REQUIRED WORK
Reproduce every item below, substituting "sample of the expected reply" for each occurrence of "example of the reply layout" and leaving all other text unchanged.

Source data

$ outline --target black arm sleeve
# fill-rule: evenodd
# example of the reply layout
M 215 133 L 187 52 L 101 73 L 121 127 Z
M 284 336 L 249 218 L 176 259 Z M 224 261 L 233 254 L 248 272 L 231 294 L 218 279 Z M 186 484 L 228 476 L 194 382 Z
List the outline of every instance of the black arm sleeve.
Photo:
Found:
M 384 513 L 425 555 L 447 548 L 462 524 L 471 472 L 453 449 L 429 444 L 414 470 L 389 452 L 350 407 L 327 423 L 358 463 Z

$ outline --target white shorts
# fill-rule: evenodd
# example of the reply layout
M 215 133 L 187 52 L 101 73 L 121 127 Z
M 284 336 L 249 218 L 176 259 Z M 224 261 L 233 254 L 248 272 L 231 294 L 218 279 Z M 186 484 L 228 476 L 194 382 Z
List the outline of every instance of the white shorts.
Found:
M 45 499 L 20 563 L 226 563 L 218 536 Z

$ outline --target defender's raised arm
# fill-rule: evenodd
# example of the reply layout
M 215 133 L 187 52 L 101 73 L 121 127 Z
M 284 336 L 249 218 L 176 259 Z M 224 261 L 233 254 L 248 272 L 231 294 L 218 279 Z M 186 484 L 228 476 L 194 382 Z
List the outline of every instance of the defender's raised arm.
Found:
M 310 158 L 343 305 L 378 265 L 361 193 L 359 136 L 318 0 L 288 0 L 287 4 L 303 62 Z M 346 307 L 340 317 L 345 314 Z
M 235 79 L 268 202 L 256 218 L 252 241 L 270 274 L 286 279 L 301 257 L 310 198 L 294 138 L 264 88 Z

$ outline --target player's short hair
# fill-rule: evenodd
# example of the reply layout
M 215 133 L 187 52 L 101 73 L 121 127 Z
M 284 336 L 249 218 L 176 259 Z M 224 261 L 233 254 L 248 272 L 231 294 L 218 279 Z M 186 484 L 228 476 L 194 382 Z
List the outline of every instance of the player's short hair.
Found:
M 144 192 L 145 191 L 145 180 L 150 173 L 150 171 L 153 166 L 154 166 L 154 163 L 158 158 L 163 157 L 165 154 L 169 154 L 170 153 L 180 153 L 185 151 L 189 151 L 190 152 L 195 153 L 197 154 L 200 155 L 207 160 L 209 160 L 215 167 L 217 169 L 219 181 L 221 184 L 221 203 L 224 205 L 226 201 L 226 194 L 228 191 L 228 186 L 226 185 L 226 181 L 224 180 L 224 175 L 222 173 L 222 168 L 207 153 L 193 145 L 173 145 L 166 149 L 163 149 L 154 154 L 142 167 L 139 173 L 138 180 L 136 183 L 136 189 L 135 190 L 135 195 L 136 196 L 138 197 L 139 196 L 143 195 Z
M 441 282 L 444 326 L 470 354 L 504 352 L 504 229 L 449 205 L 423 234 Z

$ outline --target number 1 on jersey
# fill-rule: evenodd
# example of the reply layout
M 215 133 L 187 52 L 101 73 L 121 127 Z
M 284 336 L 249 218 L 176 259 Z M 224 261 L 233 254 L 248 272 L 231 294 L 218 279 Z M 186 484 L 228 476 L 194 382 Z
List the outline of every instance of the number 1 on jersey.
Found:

THE OUTPUT
$ outline --target black arm sleeve
# fill-rule: evenodd
# sample of the expected reply
M 215 133 L 187 52 L 101 73 L 121 127 Z
M 284 336 L 249 218 L 176 259 Z M 224 261 L 233 254 L 248 272 L 231 294 L 218 279 Z M 186 484 L 228 476 L 194 382 Z
List the outline of every instance of the black arm sleeve.
Photo:
Found:
M 384 513 L 425 555 L 447 548 L 462 524 L 471 472 L 453 449 L 429 444 L 414 470 L 389 452 L 350 407 L 327 423 L 358 463 Z

$ outline --target white shorts
# fill-rule: evenodd
# sample of the expected reply
M 215 133 L 187 52 L 101 73 L 121 127 Z
M 284 336 L 249 218 L 176 259 Z M 224 261 L 233 254 L 248 272 L 231 294 L 218 279 Z M 186 484 L 228 476 L 194 382 Z
List the outline of every instance of the white shorts.
Found:
M 45 499 L 20 563 L 226 563 L 218 536 Z

$ outline --target defender's raised arm
# fill-rule: evenodd
# sample of the expected reply
M 215 133 L 187 52 L 101 73 L 121 127 Z
M 284 336 L 249 218 L 176 259 Z M 224 261 L 233 254 L 248 272 L 231 294 L 218 279 Z M 186 484 L 228 476 L 194 382 Z
List the outline of every instance of the defender's raised arm.
Found:
M 310 158 L 343 305 L 378 265 L 361 193 L 359 136 L 318 0 L 288 0 L 287 4 L 303 62 Z M 346 307 L 340 317 L 345 314 Z
M 235 79 L 268 202 L 256 218 L 252 241 L 270 274 L 286 279 L 301 257 L 310 198 L 294 138 L 264 88 Z

$ outline --target player's short hair
# fill-rule: evenodd
# sample of the expected reply
M 215 133 L 187 52 L 101 73 L 121 127 Z
M 284 336 L 249 218 L 176 259 Z M 224 261 L 233 254 L 248 272 L 231 294 L 218 279 Z M 186 484 L 228 476 L 194 382 Z
List the outline of every instance of the player's short hair.
Found:
M 144 192 L 145 191 L 145 180 L 150 173 L 150 171 L 153 166 L 154 166 L 154 163 L 158 158 L 163 157 L 165 154 L 169 154 L 170 153 L 180 153 L 185 151 L 189 151 L 190 152 L 195 153 L 197 154 L 200 155 L 207 160 L 209 160 L 215 167 L 217 169 L 219 181 L 221 184 L 221 203 L 224 205 L 226 201 L 226 194 L 228 191 L 228 186 L 226 185 L 226 181 L 224 180 L 224 175 L 222 173 L 222 168 L 207 153 L 193 145 L 173 145 L 166 149 L 163 149 L 154 154 L 142 167 L 139 173 L 138 180 L 136 183 L 136 189 L 135 190 L 135 195 L 136 196 L 138 197 L 139 196 L 143 195 Z
M 441 282 L 444 326 L 470 354 L 504 352 L 504 229 L 449 205 L 423 234 Z

$ outline --target number 1 on jersey
# fill-rule: evenodd
# sample of the expected reply
M 215 133 L 187 52 L 101 73 L 121 127 Z
M 284 336 L 249 218 L 176 259 Z M 224 261 L 233 254 L 248 272 L 231 294 L 218 279 Z M 186 484 L 228 476 L 194 382 Z
List the outline of every instance of the number 1 on jersey.
Found:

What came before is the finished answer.